- _Provided data_
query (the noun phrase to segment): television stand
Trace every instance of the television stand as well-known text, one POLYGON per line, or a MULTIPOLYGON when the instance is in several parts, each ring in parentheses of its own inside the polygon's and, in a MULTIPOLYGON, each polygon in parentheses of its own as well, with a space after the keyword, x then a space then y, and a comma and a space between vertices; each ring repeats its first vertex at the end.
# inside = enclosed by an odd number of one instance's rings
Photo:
...
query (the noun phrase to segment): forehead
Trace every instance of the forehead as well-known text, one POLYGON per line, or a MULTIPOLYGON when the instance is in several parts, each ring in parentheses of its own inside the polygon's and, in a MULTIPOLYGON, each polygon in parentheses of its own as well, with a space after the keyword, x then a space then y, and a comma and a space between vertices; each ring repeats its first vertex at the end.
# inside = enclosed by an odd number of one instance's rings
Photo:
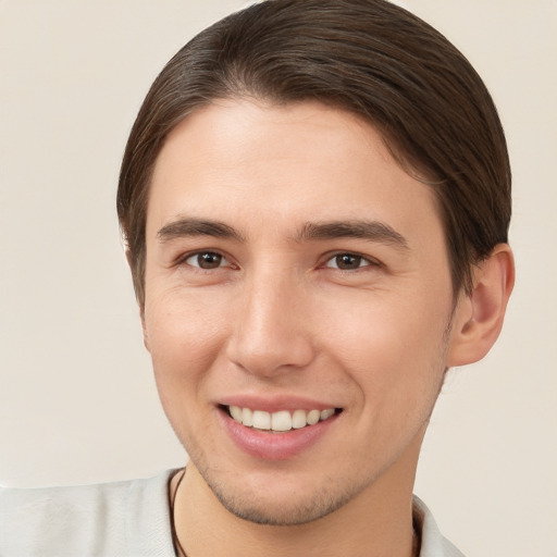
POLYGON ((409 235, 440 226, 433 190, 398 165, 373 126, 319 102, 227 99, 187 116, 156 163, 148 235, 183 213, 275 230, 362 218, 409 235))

- _Task requirements_
Can you copy the records word for word, starting at the line that contains "query (the noun phrase to segment): forehead" and ending at the line that contains "POLYGON ((409 235, 440", with the pictures left out?

- _Complete output_
query (the noun phrase to segment): forehead
Trace every instance of the forehead as well-known text, one POLYGON per line, or a MULTIPOLYGON when the instance is in several parts, each ring in parentheses of its own inside the polygon's and, in a MULTIPOLYGON, each polygon in parentheses of its own as well, with a space after the keyword, x then a space then y, and a comma and a space between vertices; each ring repeats its first vertex at the end.
# inside = enclosed by an odd number of one instance's rings
Photo:
POLYGON ((409 235, 440 226, 433 190, 398 165, 373 126, 319 102, 227 99, 187 116, 156 163, 148 235, 183 213, 275 230, 362 218, 409 235))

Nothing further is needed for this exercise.